**THE TASK**
Copy out the items again with every "black tire" substituted by "spare tire", changing nothing else.

**MATERIAL SHOWN**
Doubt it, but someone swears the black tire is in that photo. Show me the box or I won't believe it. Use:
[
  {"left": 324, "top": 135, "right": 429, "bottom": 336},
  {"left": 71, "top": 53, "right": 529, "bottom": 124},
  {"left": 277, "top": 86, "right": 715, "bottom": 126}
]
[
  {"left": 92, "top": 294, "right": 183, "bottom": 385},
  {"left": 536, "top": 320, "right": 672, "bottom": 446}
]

**FINAL RESULT**
Doubt it, but someone swears the spare tire is in that photo. Show me the box or I won't believe it. Use:
[
  {"left": 324, "top": 135, "right": 429, "bottom": 336},
  {"left": 71, "top": 53, "right": 529, "bottom": 124},
  {"left": 277, "top": 86, "right": 715, "bottom": 126}
]
[
  {"left": 92, "top": 294, "right": 183, "bottom": 385},
  {"left": 536, "top": 320, "right": 672, "bottom": 446}
]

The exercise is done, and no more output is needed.